[Challenge 1]: Translate this sentence from the plant modeling text into Spanish: "For the regulating stage, the optimum efficiency is 75%."
[Challenge 2]: According to the plant modeling text, at what pressure does the deaerator operate in both plants?
[Challenge 3]: Turn the paragraph of the plant modeling text that begins "Both plants take 430 MWLHV fuel input" into a short bulleted list that keeps its main facts.

[Page text]:
2.3. Plant Configurations and Modeling

Figure 3a depicts the reference plant and Figure 3b the CLOU plant. The turbine is divided into three parts on a single shaft. After expansion in the high-pressure (HP) part, equipped with a partial-admission regulating stage, the remaining steam is split between a DH turbine with two DH condensers in series, and a condensing turbine. Both plants are modeled with IPSEpro process simulation software, but, in the CLOU plant, a reactor module takes as manual input the data obtained from MATLAB/Simulink CLOU reactor model.
Both plants take 430 MWLHV fuel input and have steam values of 550 °C and 110 bar at turbine inlet, producing 110 MW of district heat, 40 MW of 10 bar(a) HP steam, and 90 MW 4.5 bar(a) LP steam. Condensate returns from steam consumers at 60 °C; there is a combined total of 8 kg/s condensate loss from HP and LP steam usages. The CLOU plant has the same fuel input and same heat loads as the reference plant.
The principal differences between the reference and the CLOU plant are the more complex back pass heat recovery scheme needed in the CLOU plant, and the opportunity to produce much of the DH by condensing the water vapor from the FR gas flow in the CLOU plant to separate it from the CO2. This will affect the sizing of the two parallel low-pressure turbines; the condensing one would be relatively larger and DH turbine smaller in the CLOU plant. The details of the condensing heat recovery scheme, omitted for space and clarity in Figure 3, are described later in Section 2.3.3.

2.3.1. Steam Cycle

The turbines are modeled similarly as described in [30]. The turbine module dry isentropic efficiencies at optimum flow rate are estimated to range from 87% (first HP module) to 92% (LP end of condensing and DH turbines). For the regulating stage, the optimum efficiency is 75%. The pressure levels are estimated using the ellipse law; efficiency variation is estimated using correlations based on steam flow rate.
The condensing turbine and DH turbine of the reference plant have swallowing capacities of 21 and 51 kg/s, respectively; as all turbines are on the same shaft and thus constantly turning, a small minimum cooling flow is always required in both turbines. CLOU plant condensing and DH turbine sizing is based on the DH production obtained from the condensing heat recovery scheme.
Both plants have a deaerator operating as an open feed heater at 4.2 bar(a), and also two closed high-pressure heaters using approximately 10 and 16.5 bar(a) steam to heat the boiler feedwater to slightly over 200 °C.

[Extracted data]:
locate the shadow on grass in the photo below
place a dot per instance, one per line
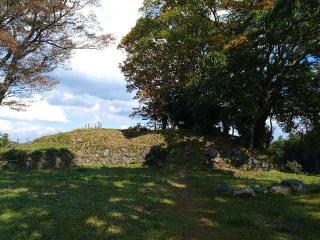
(146, 203)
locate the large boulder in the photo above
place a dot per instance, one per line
(245, 193)
(297, 186)
(281, 189)
(257, 188)
(225, 190)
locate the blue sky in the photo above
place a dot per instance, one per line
(93, 90)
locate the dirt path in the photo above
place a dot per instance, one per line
(192, 208)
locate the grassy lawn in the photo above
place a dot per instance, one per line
(149, 203)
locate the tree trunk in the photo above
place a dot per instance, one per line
(164, 123)
(258, 134)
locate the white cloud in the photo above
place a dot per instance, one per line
(40, 110)
(116, 17)
(93, 91)
(26, 131)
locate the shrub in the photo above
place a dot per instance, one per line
(4, 140)
(157, 156)
(304, 149)
(294, 167)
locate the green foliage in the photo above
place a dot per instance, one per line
(294, 167)
(140, 203)
(303, 149)
(257, 60)
(4, 140)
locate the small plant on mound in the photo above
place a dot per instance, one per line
(157, 156)
(135, 131)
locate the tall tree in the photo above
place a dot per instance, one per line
(36, 37)
(235, 62)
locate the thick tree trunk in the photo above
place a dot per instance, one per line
(258, 135)
(164, 123)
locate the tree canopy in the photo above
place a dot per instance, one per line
(36, 37)
(228, 63)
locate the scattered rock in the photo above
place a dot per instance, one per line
(106, 153)
(281, 189)
(297, 186)
(211, 152)
(256, 188)
(246, 192)
(225, 189)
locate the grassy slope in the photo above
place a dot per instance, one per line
(177, 201)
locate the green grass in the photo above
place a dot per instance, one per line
(177, 201)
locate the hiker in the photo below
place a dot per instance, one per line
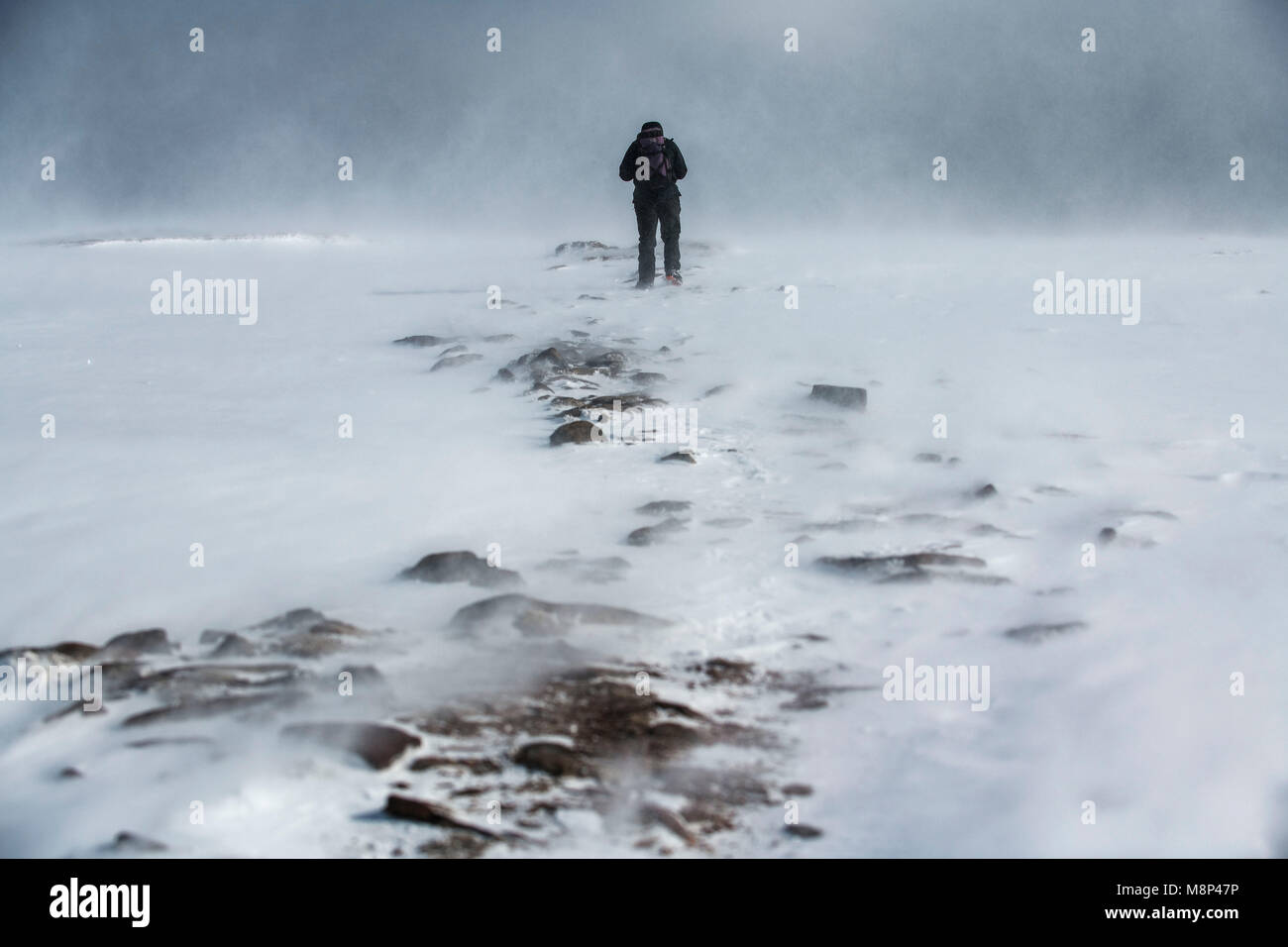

[Finished answer 1]: Para la etapa de regulación, la eficiencia óptima es del 75 %.

[Finished answer 2]: At 4.2 bar(a).

[Finished answer 3]:
- Fuel input: 430 MWLHV in both plants
- Steam at turbine inlet: 550 °C and 110 bar
- Output: 110 MW of district heat, 40 MW of 10 bar(a) HP steam, 90 MW of 4.5 bar(a) LP steam
- Condensate returns from steam consumers at 60 °C
- Combined condensate loss from HP and LP steam usages: 8 kg/s
- The CLOU plant has the same fuel input and heat loads as the reference plant